EXERCISE REQUIREMENTS -
**A.** In the passage on Quebec politics, who was the first woman to become Premier?
**B.** Please reproduce the passage on Quebec politics word for word, everything from "In November 2006, the" down to "by Philippe Couillard.".

━━━━━ DOCUMENT SEGMENT ━━━━━

In November 2006, the Canadian Parliament recognized Quebec as a nation from a cultural and social standpoint, albeit no legal. However, Quebec’s liberal government, led by Jean Charest, was characterized by total lack of enthusiasm to defend the aforementioned initiatives and by the absence of clear claims for central administration.
Parti Libéral du Québec would be in power for other nine years, until September 2012, Parti Québécois won the elections by a thin margin. For the first time, a woman, Pauline Marois, became the Premier as her party won four seats more in the National Assembly of Quebec. Nevertheless, only after eighteen months later her conviction of “we want a country and we’ll have it” was frustrated, and in April 2014 PLQ would return to power led by Philippe Couillard.
Relationships regarding the management o cultural diversity between the Marois’ local administration and Harper’s federal one would tense owing to the Charte des valeurs proposed by PQ. However, new horizons of dialogue seem to open with the ascension to power of Couillard in Quebec and Justin Trudeau in Canada in autumn 2015, both liberals.
Quebec: from national affirmation to a citizenship regime
In this section we will look inside Quebec, especially at its map of cultural diversity and the mechanisms adopted to manage it. In particular, we make a brief historical overview of Quebec’s policies regarding immigration, integration and pluralism, in view of analyzing if this nation has a proper institutional structure in its cultural management policy or if it has followed the cues of Canadian multiculturalism.

━━━━━ DATASET SECTION ━━━━━

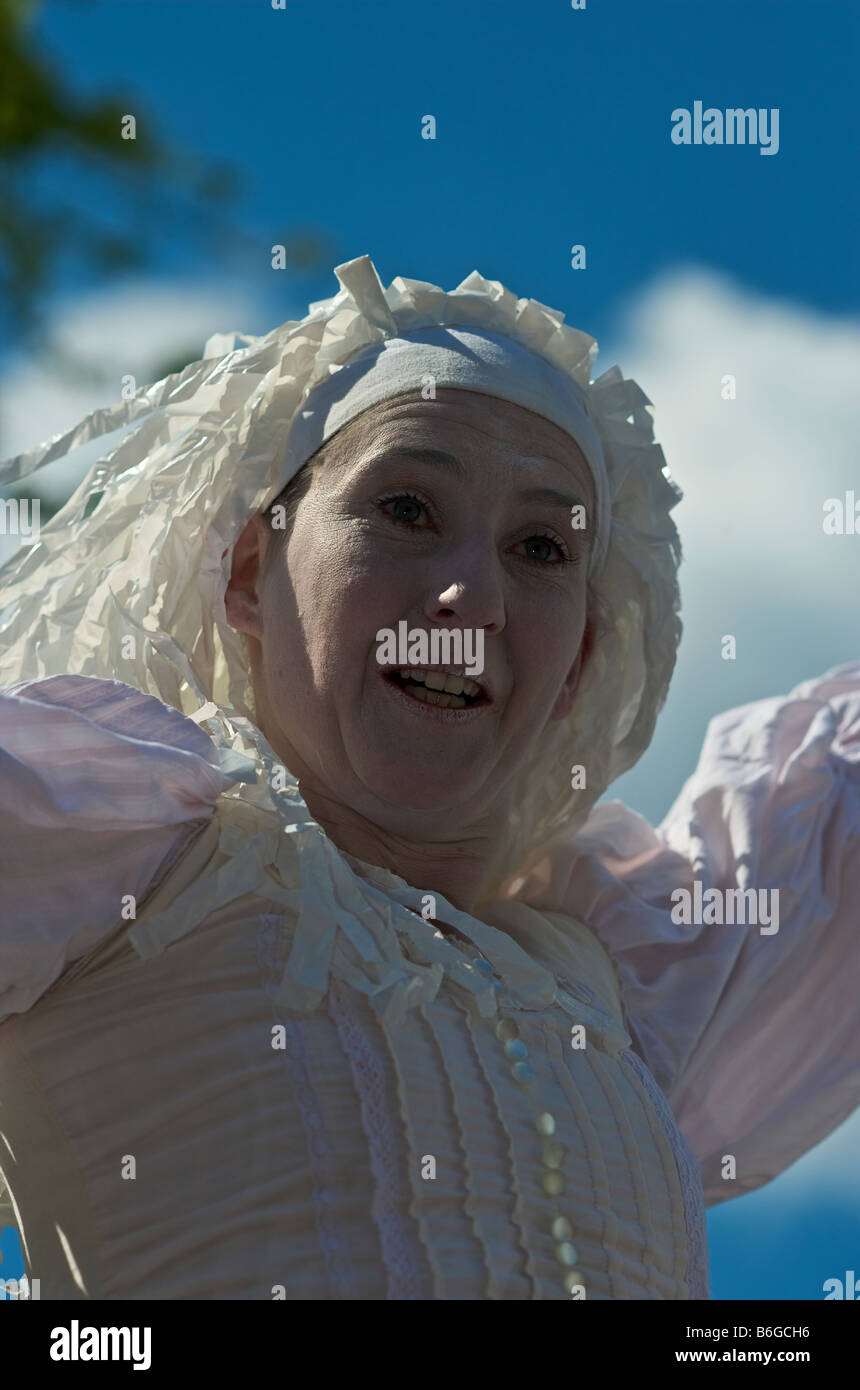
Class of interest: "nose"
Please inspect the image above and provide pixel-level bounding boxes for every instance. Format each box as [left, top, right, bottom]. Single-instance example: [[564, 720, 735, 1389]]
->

━━━━━

WRITTEN ANSWERS -
**A.** Pauline Marois.

**B.**
In November 2006, the Canadian Parliament recognized Quebec as a nation from a cultural and social standpoint, albeit no legal. However, Quebec’s liberal government, led by Jean Charest, was characterized by total lack of enthusiasm to defend the aforementioned initiatives and by the absence of clear claims for central administration.
Parti Libéral du Québec would be in power for other nine years, until September 2012, Parti Québécois won the elections by a thin margin. For the first time, a woman, Pauline Marois, became the Premier as her party won four seats more in the National Assembly of Quebec. Nevertheless, only after eighteen months later her conviction of “we want a country and we’ll have it” was frustrated, and in April 2014 PLQ would return to power led by Philippe Couillard.